▶ Selected text

== Segment start ==

St. Louis Post-Dispatch
“62-year-old ball python at the St. Louis Zoo laid seven eggs this summer, and keepers have questions.
First of all, she hasn’t been with a male ball python in at least two decades. And second, ball pythons typically begin laying eggs at around 4 to 6 years old, and they stop long before their 60s.
“She’d definitely be the oldest snake we know of in history,” to lay eggs, said Mark Wanner, a zoological manager of herpetology at the zoo. In fact, she’s the oldest snake ever documented in a zoo.
The python laid the eggs July 23.
Three of the eggs remain in an incubator, in a different area of the Charles H. Hoessle Herpetarium from the snake. Two of the eggs were culled for genetic sampling, and snakes inside two other eggs did not survive.
The genetic sampling will show whether they were reproduced sexually or asexually, called facultative parthenogenesis. The snakes are also known to store sperm for delayed fertilization.
It’s unusual but not rare for ball pythons to reproduce asexually. Komodo dragons do so, and so do several species of rattlesnakes, said Wanner.

== Segment end ==

▶ Data for analysis
== Segment start ==

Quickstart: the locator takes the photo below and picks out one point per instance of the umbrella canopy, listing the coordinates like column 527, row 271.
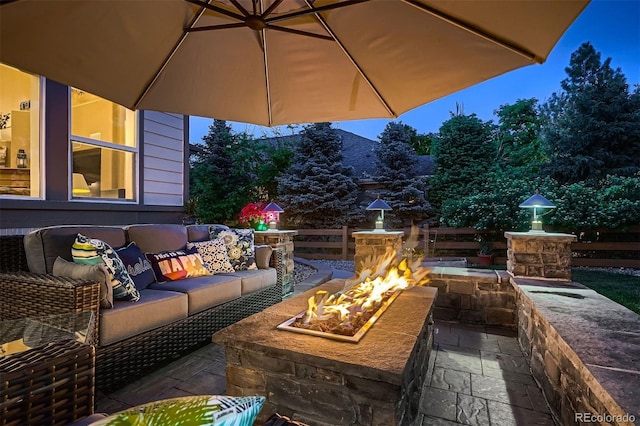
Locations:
column 272, row 62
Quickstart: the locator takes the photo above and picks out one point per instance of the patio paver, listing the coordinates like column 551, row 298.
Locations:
column 477, row 376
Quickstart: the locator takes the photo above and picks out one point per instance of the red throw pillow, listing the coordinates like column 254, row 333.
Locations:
column 176, row 265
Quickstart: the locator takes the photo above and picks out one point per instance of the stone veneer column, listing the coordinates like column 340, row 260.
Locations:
column 283, row 240
column 374, row 244
column 539, row 255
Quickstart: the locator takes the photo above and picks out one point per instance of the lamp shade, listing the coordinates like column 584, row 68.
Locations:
column 378, row 204
column 80, row 186
column 537, row 201
column 272, row 207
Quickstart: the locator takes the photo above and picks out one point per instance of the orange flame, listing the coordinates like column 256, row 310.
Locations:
column 364, row 293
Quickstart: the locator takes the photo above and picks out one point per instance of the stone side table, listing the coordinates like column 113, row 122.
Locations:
column 374, row 244
column 283, row 240
column 539, row 255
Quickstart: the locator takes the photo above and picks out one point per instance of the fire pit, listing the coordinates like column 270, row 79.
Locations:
column 349, row 313
column 377, row 381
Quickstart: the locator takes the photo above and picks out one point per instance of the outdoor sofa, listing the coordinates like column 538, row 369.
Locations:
column 134, row 337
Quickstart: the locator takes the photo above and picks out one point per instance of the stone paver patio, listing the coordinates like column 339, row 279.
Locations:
column 478, row 376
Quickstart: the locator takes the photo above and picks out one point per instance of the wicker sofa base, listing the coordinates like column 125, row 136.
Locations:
column 125, row 361
column 48, row 385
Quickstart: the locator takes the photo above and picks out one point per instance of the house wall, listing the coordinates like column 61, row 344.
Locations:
column 162, row 175
column 163, row 158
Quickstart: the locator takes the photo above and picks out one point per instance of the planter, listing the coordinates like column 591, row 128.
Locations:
column 259, row 226
column 188, row 221
column 485, row 259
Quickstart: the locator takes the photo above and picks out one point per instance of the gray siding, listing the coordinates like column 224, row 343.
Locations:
column 163, row 159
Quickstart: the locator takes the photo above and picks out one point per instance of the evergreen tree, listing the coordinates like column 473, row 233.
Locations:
column 594, row 123
column 317, row 191
column 404, row 187
column 520, row 149
column 464, row 156
column 274, row 161
column 220, row 187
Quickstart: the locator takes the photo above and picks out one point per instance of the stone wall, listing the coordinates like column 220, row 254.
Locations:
column 321, row 382
column 539, row 254
column 581, row 350
column 283, row 242
column 475, row 296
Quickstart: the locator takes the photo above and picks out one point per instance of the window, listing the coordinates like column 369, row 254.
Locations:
column 19, row 133
column 104, row 148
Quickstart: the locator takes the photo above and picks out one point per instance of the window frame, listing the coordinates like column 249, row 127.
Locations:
column 134, row 150
column 41, row 146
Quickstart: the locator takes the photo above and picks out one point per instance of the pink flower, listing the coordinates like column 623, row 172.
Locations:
column 252, row 212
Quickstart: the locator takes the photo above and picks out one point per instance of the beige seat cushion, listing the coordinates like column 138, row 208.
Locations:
column 204, row 292
column 154, row 309
column 256, row 279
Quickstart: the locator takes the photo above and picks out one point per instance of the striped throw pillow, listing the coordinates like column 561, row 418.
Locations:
column 90, row 251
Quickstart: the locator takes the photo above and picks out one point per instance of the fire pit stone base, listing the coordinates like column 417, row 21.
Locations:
column 318, row 381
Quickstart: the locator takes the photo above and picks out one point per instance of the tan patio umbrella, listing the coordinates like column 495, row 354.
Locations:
column 274, row 62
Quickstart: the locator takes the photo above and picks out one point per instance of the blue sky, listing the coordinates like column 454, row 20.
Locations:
column 612, row 27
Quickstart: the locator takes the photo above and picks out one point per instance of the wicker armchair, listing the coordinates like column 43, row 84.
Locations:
column 24, row 294
column 52, row 384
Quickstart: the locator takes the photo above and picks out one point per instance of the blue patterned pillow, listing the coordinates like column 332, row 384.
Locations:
column 240, row 247
column 89, row 251
column 137, row 264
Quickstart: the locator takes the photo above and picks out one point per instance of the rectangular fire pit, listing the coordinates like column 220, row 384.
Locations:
column 376, row 381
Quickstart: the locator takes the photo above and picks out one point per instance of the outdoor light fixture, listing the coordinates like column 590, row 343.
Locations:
column 272, row 211
column 80, row 187
column 537, row 202
column 21, row 159
column 378, row 204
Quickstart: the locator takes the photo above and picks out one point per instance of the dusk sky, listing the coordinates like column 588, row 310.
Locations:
column 612, row 27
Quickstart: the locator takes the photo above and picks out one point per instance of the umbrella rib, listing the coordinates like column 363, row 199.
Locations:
column 298, row 32
column 267, row 85
column 313, row 10
column 169, row 56
column 238, row 6
column 271, row 8
column 215, row 27
column 355, row 64
column 476, row 31
column 217, row 9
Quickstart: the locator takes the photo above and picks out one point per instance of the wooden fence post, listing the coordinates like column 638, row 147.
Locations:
column 345, row 243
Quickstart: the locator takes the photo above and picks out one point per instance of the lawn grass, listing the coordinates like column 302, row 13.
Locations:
column 621, row 288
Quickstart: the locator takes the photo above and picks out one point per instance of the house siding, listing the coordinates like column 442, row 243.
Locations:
column 163, row 159
column 162, row 175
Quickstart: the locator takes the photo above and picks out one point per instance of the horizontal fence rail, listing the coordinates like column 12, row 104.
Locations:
column 598, row 248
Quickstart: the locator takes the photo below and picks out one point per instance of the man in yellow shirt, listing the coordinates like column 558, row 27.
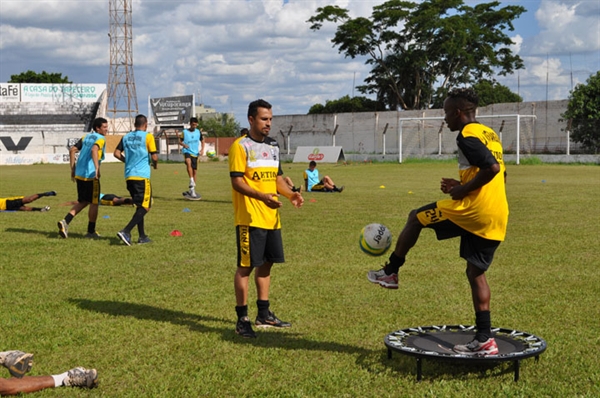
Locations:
column 257, row 181
column 477, row 212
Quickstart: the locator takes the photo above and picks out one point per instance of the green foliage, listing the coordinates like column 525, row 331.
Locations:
column 158, row 320
column 44, row 77
column 225, row 126
column 419, row 50
column 347, row 104
column 583, row 112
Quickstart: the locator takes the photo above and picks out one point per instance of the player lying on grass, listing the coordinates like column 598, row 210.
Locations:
column 19, row 202
column 109, row 199
column 18, row 363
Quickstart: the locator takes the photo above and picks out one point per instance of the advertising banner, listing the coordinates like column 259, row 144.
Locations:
column 10, row 92
column 172, row 111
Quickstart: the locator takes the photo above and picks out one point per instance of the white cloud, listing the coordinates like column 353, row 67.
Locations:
column 230, row 52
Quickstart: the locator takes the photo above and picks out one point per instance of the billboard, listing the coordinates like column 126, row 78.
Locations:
column 172, row 111
column 33, row 92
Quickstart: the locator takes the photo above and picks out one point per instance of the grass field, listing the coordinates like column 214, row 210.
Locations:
column 158, row 319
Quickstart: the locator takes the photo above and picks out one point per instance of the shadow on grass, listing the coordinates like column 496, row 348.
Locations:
column 371, row 360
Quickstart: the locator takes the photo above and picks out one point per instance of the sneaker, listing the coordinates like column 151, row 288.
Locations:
column 125, row 237
column 144, row 239
column 387, row 281
column 63, row 229
column 18, row 363
column 478, row 348
column 81, row 377
column 271, row 321
column 244, row 328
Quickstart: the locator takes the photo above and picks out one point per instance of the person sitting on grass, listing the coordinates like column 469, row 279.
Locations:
column 19, row 202
column 291, row 185
column 18, row 363
column 314, row 184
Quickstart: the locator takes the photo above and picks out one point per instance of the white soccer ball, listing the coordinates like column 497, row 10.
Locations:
column 375, row 239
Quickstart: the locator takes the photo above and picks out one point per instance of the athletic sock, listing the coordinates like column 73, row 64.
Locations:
column 135, row 220
column 393, row 266
column 59, row 379
column 263, row 308
column 241, row 311
column 483, row 321
column 141, row 231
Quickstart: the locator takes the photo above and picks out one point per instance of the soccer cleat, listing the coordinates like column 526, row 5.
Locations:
column 244, row 328
column 271, row 321
column 18, row 363
column 478, row 348
column 144, row 239
column 125, row 237
column 81, row 377
column 387, row 281
column 63, row 229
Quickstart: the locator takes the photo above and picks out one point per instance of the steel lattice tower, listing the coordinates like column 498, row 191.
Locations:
column 122, row 104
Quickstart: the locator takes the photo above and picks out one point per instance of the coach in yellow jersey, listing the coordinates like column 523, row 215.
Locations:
column 256, row 179
column 477, row 213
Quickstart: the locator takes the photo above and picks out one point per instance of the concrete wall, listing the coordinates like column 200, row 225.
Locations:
column 540, row 130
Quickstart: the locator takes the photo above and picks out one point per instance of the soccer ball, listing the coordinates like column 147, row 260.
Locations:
column 375, row 239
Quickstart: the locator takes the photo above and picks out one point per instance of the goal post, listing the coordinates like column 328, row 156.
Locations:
column 425, row 135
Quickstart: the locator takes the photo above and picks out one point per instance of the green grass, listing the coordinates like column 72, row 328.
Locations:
column 158, row 320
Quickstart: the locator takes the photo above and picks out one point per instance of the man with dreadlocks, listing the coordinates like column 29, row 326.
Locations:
column 477, row 212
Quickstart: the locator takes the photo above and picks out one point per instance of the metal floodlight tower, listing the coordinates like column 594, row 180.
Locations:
column 122, row 99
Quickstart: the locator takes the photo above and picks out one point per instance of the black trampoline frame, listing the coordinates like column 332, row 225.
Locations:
column 531, row 345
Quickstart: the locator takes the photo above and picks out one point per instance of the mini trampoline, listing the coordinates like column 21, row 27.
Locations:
column 436, row 342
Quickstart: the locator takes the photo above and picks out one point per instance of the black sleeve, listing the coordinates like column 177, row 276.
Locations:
column 476, row 153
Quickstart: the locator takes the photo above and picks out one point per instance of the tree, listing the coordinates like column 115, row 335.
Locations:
column 419, row 51
column 347, row 104
column 583, row 113
column 223, row 126
column 44, row 77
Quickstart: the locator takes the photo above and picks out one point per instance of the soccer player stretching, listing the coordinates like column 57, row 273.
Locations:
column 477, row 212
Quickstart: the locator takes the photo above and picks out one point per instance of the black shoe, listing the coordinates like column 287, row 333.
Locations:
column 271, row 321
column 244, row 328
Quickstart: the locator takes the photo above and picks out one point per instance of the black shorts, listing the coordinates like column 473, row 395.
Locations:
column 88, row 191
column 14, row 204
column 193, row 160
column 141, row 192
column 257, row 246
column 475, row 249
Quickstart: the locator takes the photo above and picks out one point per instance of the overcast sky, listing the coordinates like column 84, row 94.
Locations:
column 230, row 52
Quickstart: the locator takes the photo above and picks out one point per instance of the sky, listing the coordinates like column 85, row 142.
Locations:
column 231, row 52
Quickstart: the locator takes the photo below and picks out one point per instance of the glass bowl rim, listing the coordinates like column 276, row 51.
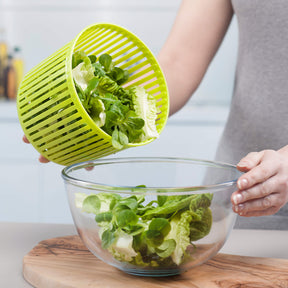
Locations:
column 147, row 190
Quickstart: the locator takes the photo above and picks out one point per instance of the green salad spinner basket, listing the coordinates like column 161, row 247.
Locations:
column 50, row 111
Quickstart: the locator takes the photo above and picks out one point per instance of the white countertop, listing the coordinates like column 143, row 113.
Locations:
column 17, row 239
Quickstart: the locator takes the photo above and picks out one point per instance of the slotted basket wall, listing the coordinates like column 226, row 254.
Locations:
column 50, row 112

== Segment end ==

▶ Problem statement
Pick up the ball python article where it stops and continue it for a few more sentences.

▶ Answer section
The female snake doesn’t have a name, but she does have a number: 361003. She’s one of two ball pythons at the zoo’s herpetarium, and the other is a male (number 389054) who is about 31 years old.
The snakes live in the herpetarium but aren’t on view to the public. Number 361003 came to the zoo in 1961 from a private owner and was estimated to be about 3 years old at the time.
This isn’t 361003’s first reproductive rodeo. She laid a clutch of eggs in 2009, but they didn’t survive. She also laid another clutch of eggs in 1990, but at that time, the keepers didn’t separate the snakes when they cleaned cages, so she could have hooked up with a male snake in a bucket.
If these eggs survive, they’d hatch in about a month. “That would be pretty incredible,” said Wanner.